Phyllis Stewart Schlafly (August 15, 1924) is an American conservative activist, author, and speaker and founder of the Eagle Forum. She is known for her staunch social and political conservatism, her opposition to modern feminism, and her successful campaign against the ratification of the Equal Rights Amendment to the U.S. Constitution. Her 1964 book A Choice, Not an Echo was issued in millions of copies as an attack on Republican Governor Nelson Rockefeller and the Eastern Republican Establishment. She co-authored books on national defense and was highly critical of arms-control agreements with the Soviet Union. Schlafly founded the Eagle Forum in the 1970s and the Eagle Forum Education & Legal Defense Fund, St. Louis. As of 2013, she remained the president of both organizations and maintained a presence on the lecture circuit. Since 1967, she has published a newsletter, the Phyllis Schlafly Report.

REQUIRED TASKS:
1. Answer these questions using the passage on Phyllis Schlafly:
(a) In what year was her book A Choice, Not an Echo published?
(b) Against the ratification of which amendment did she campaign successfully?
(c) Since what year has she published the Phyllis Schlafly Report?
2. Extend the passage on Phyllis Schlafly, picking up after its final sentence.

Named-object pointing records
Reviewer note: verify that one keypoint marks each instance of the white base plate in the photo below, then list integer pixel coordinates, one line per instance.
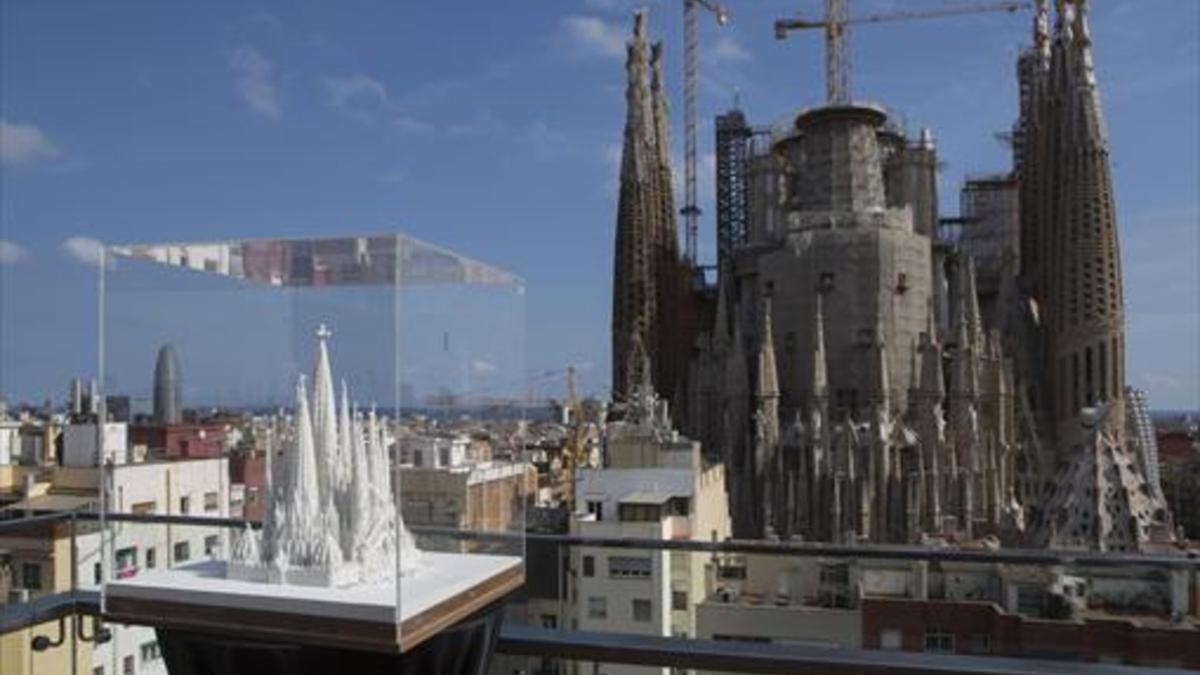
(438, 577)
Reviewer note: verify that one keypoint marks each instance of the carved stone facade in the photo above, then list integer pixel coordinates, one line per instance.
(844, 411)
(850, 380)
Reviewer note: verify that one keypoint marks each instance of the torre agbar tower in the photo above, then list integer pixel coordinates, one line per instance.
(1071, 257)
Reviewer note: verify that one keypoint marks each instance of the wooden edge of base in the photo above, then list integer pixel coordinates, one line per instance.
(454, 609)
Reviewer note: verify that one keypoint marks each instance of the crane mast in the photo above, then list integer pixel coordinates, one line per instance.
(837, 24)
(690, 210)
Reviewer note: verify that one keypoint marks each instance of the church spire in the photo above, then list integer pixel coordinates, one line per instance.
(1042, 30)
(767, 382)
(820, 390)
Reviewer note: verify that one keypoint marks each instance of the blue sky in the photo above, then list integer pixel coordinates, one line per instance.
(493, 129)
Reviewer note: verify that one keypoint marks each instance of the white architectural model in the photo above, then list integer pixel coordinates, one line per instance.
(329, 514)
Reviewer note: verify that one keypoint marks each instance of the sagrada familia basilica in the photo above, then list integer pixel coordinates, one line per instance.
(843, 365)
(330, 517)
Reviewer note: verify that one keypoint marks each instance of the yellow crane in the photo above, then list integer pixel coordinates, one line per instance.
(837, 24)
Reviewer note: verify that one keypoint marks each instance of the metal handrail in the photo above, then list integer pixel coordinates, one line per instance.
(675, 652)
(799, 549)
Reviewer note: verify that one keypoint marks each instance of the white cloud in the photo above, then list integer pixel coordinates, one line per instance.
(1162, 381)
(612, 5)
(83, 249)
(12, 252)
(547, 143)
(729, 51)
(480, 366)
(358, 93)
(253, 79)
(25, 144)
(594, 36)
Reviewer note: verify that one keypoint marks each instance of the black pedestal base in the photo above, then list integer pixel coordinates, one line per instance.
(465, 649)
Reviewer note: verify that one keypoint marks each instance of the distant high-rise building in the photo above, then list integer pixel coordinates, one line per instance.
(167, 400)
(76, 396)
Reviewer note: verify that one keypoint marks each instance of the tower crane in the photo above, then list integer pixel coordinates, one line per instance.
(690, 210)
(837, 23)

RESPONSES:
1.
(a) 1964
(b) The Equal Rights Amendment to the U.S. Constitution
(c) 1967

2.
Schlafly's great-grandfather Stewart, a Presbyterian, emigrated from Scotland to New York in 1851 and moved westward through Canada before settling in Michigan. Her grandfather, Andrew F. Stewart, was a master mechanic with the Chesapeake & Ohio Railway. Schlafly's father, John Bruce Stewart, was a machinist and salesman of industrial equipment, principally for Westinghouse. He became unemployed in 1932 during the Great Depression and could not find permanent work until World War II. He was granted a patent in 1944 for a rotary engine.
Schlafly's mother, Odile, was the daughter of attorney Ernest C. Dodge. She attended college and graduate school. Before her marriage, she worked as a teacher at a private girls' school in St. Louis. During the Depression Schlafly's mother went back to work as a librarian and a school teacher to support her family...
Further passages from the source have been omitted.